─── Records shown ───

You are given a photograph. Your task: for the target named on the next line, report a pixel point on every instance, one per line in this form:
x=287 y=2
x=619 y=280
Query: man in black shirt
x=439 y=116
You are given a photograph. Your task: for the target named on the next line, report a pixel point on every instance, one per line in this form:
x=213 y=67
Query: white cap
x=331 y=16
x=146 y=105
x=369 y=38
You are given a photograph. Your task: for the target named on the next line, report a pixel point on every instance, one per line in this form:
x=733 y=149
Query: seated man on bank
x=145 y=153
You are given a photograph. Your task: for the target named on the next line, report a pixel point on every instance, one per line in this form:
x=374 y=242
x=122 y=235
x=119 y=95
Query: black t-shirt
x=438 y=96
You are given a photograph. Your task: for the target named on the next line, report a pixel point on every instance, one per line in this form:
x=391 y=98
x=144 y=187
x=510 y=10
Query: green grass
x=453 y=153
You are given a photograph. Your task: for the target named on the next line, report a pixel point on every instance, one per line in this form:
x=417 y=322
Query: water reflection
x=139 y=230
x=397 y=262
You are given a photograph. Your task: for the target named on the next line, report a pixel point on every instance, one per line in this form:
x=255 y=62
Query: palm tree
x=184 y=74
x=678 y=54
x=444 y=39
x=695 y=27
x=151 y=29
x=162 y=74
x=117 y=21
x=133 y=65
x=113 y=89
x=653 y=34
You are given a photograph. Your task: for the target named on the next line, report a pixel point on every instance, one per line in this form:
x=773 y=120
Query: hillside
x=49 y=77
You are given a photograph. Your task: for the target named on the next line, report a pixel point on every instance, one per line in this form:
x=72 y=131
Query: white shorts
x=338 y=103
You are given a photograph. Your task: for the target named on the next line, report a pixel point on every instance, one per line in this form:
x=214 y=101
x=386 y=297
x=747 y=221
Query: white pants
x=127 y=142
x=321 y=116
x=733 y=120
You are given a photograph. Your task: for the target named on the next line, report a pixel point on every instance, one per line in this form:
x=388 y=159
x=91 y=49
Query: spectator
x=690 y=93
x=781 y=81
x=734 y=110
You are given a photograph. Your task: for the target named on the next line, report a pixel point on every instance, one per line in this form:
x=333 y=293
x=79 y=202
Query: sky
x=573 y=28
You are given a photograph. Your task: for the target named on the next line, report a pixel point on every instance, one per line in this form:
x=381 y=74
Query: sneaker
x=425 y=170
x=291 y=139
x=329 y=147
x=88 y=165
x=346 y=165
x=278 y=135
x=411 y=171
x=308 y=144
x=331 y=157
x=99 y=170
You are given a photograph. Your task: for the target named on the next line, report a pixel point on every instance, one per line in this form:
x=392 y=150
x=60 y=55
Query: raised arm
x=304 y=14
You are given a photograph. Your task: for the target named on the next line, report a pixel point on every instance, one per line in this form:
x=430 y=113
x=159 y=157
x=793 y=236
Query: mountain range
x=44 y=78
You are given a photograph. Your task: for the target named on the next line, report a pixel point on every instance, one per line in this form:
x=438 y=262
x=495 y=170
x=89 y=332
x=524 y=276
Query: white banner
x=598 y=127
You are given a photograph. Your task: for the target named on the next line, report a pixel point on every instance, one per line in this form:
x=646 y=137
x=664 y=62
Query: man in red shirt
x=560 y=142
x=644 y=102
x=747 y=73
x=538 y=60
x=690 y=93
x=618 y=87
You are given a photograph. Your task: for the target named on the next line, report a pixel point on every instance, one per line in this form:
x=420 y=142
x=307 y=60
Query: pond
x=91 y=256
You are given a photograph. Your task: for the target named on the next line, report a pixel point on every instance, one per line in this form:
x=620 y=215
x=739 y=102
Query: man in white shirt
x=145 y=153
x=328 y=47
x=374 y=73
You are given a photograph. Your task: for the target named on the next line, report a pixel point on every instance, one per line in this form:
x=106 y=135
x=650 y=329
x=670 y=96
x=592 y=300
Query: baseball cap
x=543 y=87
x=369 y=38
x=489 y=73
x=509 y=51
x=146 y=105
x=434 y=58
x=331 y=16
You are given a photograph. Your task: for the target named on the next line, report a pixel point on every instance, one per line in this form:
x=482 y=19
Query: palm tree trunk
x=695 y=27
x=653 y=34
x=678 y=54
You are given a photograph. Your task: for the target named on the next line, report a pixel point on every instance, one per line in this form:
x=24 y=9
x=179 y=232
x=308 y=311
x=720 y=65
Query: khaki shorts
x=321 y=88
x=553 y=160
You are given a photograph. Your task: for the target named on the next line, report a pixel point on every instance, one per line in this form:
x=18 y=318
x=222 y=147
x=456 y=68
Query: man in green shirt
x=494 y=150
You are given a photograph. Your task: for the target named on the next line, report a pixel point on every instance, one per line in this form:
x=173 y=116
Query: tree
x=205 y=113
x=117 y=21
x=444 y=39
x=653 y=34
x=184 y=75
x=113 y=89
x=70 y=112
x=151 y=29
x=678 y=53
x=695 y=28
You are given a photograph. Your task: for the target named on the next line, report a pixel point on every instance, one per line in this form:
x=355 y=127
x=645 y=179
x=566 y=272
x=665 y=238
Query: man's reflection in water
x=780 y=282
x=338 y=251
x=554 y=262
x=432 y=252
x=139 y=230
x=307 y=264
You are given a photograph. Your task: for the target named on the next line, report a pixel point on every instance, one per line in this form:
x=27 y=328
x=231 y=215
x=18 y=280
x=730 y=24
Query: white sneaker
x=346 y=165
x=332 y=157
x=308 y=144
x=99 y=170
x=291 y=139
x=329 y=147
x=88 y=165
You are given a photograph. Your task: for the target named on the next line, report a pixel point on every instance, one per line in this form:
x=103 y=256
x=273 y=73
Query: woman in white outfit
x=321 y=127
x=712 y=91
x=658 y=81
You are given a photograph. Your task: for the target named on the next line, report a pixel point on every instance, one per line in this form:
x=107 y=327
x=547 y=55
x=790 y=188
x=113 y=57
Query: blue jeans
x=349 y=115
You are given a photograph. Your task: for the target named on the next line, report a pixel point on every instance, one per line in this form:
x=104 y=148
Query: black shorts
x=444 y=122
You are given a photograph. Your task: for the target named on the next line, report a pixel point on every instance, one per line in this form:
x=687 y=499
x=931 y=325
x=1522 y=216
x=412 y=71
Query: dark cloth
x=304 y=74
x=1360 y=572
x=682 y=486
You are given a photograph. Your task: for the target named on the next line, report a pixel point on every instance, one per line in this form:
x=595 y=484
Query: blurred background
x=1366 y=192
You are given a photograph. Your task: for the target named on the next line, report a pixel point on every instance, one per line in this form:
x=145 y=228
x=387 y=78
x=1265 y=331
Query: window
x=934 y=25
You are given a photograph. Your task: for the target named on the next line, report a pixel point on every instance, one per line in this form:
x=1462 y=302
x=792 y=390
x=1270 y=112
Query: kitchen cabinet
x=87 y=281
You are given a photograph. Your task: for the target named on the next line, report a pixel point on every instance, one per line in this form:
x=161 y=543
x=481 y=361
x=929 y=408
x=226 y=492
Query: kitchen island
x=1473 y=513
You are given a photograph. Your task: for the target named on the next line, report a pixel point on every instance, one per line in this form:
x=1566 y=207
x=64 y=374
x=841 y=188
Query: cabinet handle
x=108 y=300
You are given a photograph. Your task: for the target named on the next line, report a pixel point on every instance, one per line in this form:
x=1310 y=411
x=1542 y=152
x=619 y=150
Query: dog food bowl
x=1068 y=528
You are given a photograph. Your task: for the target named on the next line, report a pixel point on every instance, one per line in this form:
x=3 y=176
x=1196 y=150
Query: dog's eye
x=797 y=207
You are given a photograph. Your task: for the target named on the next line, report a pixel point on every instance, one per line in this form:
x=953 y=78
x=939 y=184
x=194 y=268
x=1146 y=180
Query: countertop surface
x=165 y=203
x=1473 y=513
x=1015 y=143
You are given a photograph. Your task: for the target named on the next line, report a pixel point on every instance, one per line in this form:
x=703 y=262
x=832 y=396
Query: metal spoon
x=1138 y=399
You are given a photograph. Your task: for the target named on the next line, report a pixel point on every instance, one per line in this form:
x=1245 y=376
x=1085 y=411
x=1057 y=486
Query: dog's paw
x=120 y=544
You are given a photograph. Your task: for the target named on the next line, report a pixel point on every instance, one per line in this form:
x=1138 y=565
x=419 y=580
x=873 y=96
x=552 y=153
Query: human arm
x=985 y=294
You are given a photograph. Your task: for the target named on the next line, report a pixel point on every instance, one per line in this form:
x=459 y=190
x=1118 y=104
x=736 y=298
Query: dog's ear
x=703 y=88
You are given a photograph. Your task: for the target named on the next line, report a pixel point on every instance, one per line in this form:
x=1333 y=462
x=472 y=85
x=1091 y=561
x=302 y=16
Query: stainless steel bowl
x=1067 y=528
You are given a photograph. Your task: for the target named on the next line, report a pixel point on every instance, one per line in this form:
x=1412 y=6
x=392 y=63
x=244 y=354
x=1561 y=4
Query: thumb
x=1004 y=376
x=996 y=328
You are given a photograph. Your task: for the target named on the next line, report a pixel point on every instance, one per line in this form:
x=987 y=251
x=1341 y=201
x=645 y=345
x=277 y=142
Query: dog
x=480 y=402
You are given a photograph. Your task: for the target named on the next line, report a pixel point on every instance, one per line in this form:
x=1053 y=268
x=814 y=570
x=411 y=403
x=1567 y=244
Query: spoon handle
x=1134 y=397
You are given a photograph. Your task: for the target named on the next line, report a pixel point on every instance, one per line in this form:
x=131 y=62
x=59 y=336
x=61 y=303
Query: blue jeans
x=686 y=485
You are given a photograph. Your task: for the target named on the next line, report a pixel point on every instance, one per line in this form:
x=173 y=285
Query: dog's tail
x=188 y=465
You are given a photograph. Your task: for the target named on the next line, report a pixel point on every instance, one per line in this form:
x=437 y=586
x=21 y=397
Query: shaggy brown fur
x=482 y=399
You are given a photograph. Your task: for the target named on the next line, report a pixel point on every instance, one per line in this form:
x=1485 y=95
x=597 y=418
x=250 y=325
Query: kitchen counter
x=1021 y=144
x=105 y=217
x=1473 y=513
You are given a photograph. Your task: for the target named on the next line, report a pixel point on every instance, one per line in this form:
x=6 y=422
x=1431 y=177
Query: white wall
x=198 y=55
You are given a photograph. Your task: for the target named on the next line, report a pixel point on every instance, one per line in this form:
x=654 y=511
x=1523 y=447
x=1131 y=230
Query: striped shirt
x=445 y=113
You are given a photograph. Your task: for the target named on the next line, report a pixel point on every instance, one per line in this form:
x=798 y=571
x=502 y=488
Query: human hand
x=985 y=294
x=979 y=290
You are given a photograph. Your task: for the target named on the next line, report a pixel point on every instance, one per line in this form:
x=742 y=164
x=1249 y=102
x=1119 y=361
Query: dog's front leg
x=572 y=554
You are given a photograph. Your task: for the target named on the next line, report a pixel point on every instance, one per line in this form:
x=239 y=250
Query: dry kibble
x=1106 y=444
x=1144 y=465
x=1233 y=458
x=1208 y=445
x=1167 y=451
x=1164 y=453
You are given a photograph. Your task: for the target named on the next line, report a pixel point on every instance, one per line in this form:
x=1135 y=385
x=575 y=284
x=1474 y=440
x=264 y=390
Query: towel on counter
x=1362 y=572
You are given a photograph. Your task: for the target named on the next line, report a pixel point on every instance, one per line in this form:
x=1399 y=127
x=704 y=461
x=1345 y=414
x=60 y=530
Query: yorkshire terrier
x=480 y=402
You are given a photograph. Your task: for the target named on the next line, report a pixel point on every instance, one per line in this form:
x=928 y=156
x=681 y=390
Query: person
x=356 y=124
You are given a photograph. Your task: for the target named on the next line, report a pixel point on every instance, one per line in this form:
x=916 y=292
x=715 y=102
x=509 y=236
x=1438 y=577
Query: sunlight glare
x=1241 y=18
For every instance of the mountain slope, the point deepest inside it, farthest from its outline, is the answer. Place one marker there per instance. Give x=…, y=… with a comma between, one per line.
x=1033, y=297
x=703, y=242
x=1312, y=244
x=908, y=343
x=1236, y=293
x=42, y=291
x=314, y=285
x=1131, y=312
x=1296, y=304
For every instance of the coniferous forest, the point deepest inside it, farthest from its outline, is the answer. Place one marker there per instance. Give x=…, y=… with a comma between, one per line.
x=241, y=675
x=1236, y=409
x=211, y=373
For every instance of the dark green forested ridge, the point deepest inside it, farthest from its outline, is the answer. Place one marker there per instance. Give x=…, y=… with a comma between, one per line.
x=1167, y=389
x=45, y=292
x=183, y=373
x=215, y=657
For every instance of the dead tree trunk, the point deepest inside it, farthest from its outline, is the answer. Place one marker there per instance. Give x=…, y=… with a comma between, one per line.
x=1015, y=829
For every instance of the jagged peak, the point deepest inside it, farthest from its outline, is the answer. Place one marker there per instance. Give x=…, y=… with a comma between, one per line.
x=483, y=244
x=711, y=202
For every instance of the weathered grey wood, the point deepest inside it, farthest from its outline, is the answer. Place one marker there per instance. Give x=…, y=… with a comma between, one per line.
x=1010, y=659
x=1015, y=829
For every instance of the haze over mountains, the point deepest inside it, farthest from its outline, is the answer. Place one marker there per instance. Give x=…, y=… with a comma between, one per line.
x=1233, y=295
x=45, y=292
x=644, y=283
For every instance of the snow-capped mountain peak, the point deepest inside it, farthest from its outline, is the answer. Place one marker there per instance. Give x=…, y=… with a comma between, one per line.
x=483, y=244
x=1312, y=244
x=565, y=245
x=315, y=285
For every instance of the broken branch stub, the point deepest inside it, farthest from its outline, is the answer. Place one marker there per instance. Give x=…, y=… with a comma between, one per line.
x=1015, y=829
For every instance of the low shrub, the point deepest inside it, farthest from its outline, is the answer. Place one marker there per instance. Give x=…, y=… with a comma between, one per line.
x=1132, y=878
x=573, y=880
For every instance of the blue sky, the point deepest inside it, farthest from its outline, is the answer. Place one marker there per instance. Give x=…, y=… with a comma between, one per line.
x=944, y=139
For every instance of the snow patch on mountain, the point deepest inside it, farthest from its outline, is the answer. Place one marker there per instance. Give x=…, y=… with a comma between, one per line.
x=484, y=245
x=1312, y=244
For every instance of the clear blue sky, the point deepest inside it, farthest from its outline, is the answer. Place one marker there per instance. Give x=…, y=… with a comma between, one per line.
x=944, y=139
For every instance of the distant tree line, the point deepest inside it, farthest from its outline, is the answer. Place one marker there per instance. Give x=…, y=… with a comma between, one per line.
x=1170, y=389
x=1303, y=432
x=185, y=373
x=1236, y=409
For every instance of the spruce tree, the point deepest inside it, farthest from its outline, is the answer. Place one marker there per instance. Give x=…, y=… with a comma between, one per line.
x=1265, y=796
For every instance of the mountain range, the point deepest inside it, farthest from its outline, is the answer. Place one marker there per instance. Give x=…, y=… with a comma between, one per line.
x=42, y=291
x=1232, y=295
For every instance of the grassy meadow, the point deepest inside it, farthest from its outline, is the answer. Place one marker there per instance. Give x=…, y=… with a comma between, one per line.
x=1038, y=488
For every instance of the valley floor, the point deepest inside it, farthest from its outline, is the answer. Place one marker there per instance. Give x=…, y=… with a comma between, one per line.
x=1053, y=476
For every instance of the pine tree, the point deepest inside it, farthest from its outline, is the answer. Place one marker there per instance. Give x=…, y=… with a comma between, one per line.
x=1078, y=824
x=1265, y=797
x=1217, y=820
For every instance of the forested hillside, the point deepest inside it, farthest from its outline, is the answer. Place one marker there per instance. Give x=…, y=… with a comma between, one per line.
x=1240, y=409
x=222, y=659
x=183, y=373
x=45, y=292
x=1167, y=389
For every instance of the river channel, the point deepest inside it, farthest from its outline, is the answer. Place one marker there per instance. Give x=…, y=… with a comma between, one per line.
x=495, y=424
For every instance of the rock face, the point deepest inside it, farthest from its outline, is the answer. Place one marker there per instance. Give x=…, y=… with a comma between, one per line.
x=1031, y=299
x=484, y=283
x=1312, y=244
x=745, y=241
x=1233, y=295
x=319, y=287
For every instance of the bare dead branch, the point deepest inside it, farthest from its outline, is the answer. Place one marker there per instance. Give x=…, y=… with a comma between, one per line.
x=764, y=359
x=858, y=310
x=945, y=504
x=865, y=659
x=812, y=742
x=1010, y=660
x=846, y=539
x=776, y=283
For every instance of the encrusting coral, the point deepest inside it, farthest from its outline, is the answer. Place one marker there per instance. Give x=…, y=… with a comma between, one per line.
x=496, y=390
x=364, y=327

───

> Challenge: Please copy the part that opens with the line containing "For every instance of the bare" and runs through the end of the items, reproducing every line without changes.

> Exercise solution:
For every instance of the bare dead branch, the point deepest inside it, farthest from its outline, is the answer. Place one marker there per instance. Give x=…, y=… with a comma between, one per line.
x=764, y=359
x=858, y=310
x=945, y=504
x=865, y=659
x=812, y=742
x=1010, y=660
x=846, y=539
x=776, y=283
For every instance of the encrusting coral, the point deepest inside it, farthest from its outline, is the answer. Place one marker there per instance. Give x=…, y=… with a comma between, one per line.
x=496, y=390
x=364, y=327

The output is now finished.